▶ **Page**:

Interesting. Wouldn't factoring larger smooth norms produce higher logs on the linear system which could precipitously drop n?

Daniel S

8/2/24, 3:19 PM

@IanCampbell No introducing a larger value of $y$ would make a greater proportion of candidates would succeed, but the number of successes required would also grow leading to an overall increase in $n$. Likewise, work of Croot, Granville, Peamantle and Tetali shows that there's no great hope of getting a solvable subsystem from a small subset of the relations.

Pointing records
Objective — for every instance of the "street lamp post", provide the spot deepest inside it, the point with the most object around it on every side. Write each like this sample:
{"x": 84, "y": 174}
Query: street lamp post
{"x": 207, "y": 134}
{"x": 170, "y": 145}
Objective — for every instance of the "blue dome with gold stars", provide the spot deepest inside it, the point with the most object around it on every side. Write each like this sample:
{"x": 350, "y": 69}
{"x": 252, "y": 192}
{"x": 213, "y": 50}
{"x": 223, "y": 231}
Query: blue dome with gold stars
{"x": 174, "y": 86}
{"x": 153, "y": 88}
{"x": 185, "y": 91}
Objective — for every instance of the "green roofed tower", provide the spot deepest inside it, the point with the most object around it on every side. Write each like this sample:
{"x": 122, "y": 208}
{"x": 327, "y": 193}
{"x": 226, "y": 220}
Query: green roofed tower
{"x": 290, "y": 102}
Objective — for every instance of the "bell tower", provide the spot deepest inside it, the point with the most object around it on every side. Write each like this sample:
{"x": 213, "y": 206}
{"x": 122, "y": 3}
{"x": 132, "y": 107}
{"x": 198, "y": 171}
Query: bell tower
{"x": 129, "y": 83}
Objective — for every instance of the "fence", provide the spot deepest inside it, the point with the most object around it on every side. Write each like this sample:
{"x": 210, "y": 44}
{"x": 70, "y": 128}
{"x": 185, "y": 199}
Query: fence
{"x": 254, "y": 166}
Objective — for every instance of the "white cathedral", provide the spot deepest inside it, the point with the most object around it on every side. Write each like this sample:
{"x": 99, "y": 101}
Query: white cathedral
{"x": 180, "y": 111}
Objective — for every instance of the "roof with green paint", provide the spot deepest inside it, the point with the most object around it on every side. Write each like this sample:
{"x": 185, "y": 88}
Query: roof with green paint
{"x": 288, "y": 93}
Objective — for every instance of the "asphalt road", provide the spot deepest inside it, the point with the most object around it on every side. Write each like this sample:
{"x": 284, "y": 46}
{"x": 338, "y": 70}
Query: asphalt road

▶ **Written tasks**:
a: Rewrite the paragraph of the forum thread on smooth norms that begins "@IanCampbell No introducing" as a short list. Keep its main facts.
b: Decide whether each statement agrees with the forum thread on smooth norms. Answer yes or no, and quote the deciding words from the thread.
(i) The reply says a larger $y$ leads to an overall decrease in $n$.
(ii) The reply cites work showing there is no great hope of a solvable subsystem from a small subset of the relations.
(iii) The reply is dated 8/2/24 at 3:19 PM.
c: Write the next part of the forum thread on smooth norms, continuing after its last sentence.

▶ **Results of the tasks**:
a:
- A larger value of $y$ would let a greater proportion of candidates succeed.
- It would also raise the number of successes required, so $n$ would increase overall.
- Work of Croot, Granville, Peamantle and Tetali shows there is no great hope of getting a solvable subsystem from a small subset of the relations.

b:
(i) No: "leading to an overall increase in $n$"
(ii) Yes: "there's no great hope of getting a solvable subsystem from a small subset of the relations"
(iii) Yes: "8/2/24, 3:19 PM"

c:
Ian Campbell

8/2/24, 3:41 PM

One last question. What is the size of the smoothness bound? The best I've found is that it's x^(1/d) but I haven't found the optimal value of d. Are you sure about that complexity? The paper 'Smooth Numbers: Computational Number Theory and Beyond' States it as less than loglog(y)+uy on page 307. That's a huge difference if y is large

Ian Campbell

8/2/24, 3:55 PM

Also isn't the advantage in computational complexity of number and function field sieves compared to index calculus a smaller smoothness bound? That would imply higher n lower y which seems to imply the bottleneck is identifying smooth norms

Daniel S

8/3/24, 5:52 AM

The optimal smoothness bound is $y=\exp((2^{-1/2}+o(1))\sqrt{\log s\log\log s})$ where $s$ is the typical size of the numbers being tested for smoothness. This allows the optimal choice of $n$ (number of candidates) as $n=\exp((2^{1/2}+o(1))\sqrt{\log s\log\log s})$. In the GNFS $s=x^{2/d}n^{d/2}$ where $x$ is the number to be factored/modulus of the discrete logarithm and $d$ has to be optimised. Omitting the details this gives $y=\exp(((8/9)^{1/3}+o(1))(\log x)^{1/3}(\log\log x)^{2/3})$, $n=\exp(((64/9)^{1/3}+o(1))(\log x)^{1/3}(\log\log x)^{2/3})$

Daniel S

8/3/24, 5:53 AM

The advantage of GNFS (and a similar phenomenon for FFS) is that $s$ is smaller than other methods, allowing both $y$ and $n$ to be smaller.

Ian Campbell

8/5/24, 5:23 PM

Very helpful, thank you very much!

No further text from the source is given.